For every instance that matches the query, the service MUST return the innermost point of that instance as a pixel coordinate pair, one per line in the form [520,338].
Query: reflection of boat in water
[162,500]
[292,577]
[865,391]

* **The problem**:
Rewrite every line of the records above as a numbered list, leaving out blank lines.

* **Output below**:
1. For every instance that matches the query, the service MUST return the innermost point of that instance as a pixel coordinate pair, one per line in the form [520,338].
2. Query: reflection of boat in water
3. [162,500]
4. [292,577]
5. [865,391]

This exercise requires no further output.